## Task to complete
Quote the records below word for word, leaving out the pictures.

------------------------------------------------------------------------

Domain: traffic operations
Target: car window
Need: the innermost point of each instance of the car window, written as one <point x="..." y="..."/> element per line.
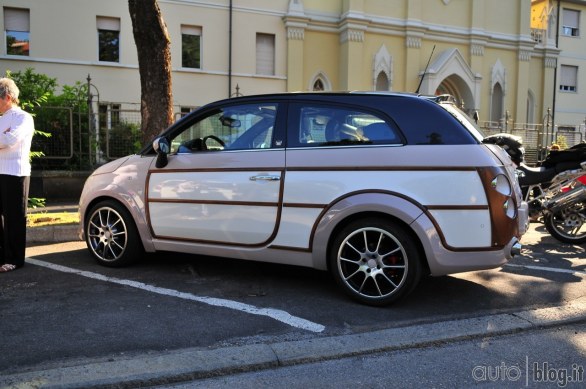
<point x="236" y="127"/>
<point x="426" y="123"/>
<point x="322" y="125"/>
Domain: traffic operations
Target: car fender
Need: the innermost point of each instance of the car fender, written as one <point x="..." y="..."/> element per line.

------------------------------------------------------------------------

## Response to the task
Domain: traffic operations
Target: car window
Need: the innermost point of each instance of the car window, written as one <point x="..." y="..."/> element per line.
<point x="236" y="127"/>
<point x="426" y="123"/>
<point x="322" y="125"/>
Domain: traffic operations
Target: car fender
Need: the innermost point of each instance of the car fender, written as one <point x="..." y="..."/> element per line.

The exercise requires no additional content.